What is being asked —
Could you return every record below exactly as it is written?
*** Opening Data ***
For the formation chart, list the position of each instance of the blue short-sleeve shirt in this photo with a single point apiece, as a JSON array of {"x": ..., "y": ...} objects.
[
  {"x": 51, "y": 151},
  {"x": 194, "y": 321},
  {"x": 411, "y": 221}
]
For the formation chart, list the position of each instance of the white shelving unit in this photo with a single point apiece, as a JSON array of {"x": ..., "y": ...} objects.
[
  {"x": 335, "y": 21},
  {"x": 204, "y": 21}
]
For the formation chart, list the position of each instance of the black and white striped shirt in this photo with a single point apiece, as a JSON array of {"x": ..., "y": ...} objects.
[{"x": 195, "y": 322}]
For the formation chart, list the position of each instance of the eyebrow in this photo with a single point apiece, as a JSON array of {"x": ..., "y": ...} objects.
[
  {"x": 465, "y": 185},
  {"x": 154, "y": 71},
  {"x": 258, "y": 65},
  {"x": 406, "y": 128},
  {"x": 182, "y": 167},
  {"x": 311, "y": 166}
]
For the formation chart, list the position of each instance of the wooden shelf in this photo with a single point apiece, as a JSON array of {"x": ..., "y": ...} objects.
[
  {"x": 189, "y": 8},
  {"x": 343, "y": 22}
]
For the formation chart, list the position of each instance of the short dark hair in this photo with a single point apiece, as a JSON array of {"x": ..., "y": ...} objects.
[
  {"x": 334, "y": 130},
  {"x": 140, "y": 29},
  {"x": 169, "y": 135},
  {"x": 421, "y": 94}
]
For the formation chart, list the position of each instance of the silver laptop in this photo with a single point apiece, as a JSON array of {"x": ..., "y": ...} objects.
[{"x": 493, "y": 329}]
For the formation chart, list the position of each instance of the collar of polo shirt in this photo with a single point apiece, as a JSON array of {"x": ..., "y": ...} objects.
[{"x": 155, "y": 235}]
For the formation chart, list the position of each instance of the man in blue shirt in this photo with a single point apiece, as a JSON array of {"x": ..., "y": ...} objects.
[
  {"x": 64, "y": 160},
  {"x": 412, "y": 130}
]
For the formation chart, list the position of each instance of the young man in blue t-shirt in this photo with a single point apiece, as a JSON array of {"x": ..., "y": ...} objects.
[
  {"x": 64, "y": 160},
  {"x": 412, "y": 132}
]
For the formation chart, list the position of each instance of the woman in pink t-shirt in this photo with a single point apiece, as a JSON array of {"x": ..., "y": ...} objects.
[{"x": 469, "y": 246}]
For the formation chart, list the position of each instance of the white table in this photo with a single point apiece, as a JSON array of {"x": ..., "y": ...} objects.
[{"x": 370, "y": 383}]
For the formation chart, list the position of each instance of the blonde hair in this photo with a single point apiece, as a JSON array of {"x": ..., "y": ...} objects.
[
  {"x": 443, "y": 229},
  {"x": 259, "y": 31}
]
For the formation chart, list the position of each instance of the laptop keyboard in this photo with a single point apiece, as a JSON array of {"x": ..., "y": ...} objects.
*** Closing Data ***
Exercise answer —
For the formation chart, list the position of each instance of the blue short-sleeve shirt in this photo with a single point apiece, as a JSON array of {"x": ..., "y": ...} objects.
[
  {"x": 51, "y": 151},
  {"x": 194, "y": 321},
  {"x": 411, "y": 221}
]
For the formation chart, list the position of each instance of the white shelving unit in this photo with a single point apiece, as a JSON array of {"x": ..., "y": ...} objects.
[
  {"x": 335, "y": 21},
  {"x": 204, "y": 21}
]
For the formation chart, list the position of each instance of the black and white striped shirt in this photo with a single point apiece, as a JSON array of {"x": ..., "y": ...} objects.
[{"x": 195, "y": 322}]
For the formation chart, list the position of each instance of the eyebrow in this photo with a single point apiece, as a JSON array of {"x": ..., "y": ...} objects.
[
  {"x": 465, "y": 185},
  {"x": 154, "y": 71},
  {"x": 258, "y": 65},
  {"x": 406, "y": 128},
  {"x": 182, "y": 167},
  {"x": 311, "y": 166}
]
For the formation chart, list the position of each instance of the wooden shelf in this photo with a single point apiece, as a JSON array of {"x": ..., "y": ...} objects.
[
  {"x": 189, "y": 8},
  {"x": 343, "y": 22}
]
For the formation chart, list the position of each instance of the short dark hair in this photo with a single point apiece, as a JSON array of {"x": ..., "y": ...} objects.
[
  {"x": 334, "y": 130},
  {"x": 140, "y": 29},
  {"x": 169, "y": 135},
  {"x": 421, "y": 94}
]
For the formation chart, list the position of each instance of the silver laptop in this photo with a single point apiece, as a JSON array of {"x": ..., "y": ...} objects.
[{"x": 493, "y": 329}]
For the formation chart, list the position of each instance of the collar of polo shirt in this photo with a single point apiece, as a JSON array of {"x": ..., "y": ...} objects.
[{"x": 155, "y": 235}]
For the formation chart, list the position of each instance of the man in blue shirt in this photo with a single point apiece, as a JSON array of {"x": ..., "y": ...} objects.
[
  {"x": 64, "y": 160},
  {"x": 412, "y": 130}
]
For the formation chart, list the position of each instance of the young man in blue t-shirt in this photo with a single point apiece, as a JSON array of {"x": ..., "y": ...} objects.
[
  {"x": 64, "y": 160},
  {"x": 412, "y": 132}
]
For the formation chart, list the position of each instance of the woman in pink t-shirt in this photo with a single point apiece, as a JSON array of {"x": ..., "y": ...} objects.
[{"x": 469, "y": 246}]
For the formation chart, list the position of each instance of the white table in this photo with a single point apiece, as a JSON array of {"x": ..., "y": ...} objects.
[{"x": 370, "y": 383}]
For the formation chart, list the position of each instance of the blonde hair in this photo with a single point apiece, as a JSON array of {"x": ..., "y": ...} objects.
[
  {"x": 443, "y": 229},
  {"x": 259, "y": 31}
]
For the formation chart, list the position of each instance of the laptop keyboard in this photo with a single point apiece, as a JSON array of {"x": ..., "y": ...} objects.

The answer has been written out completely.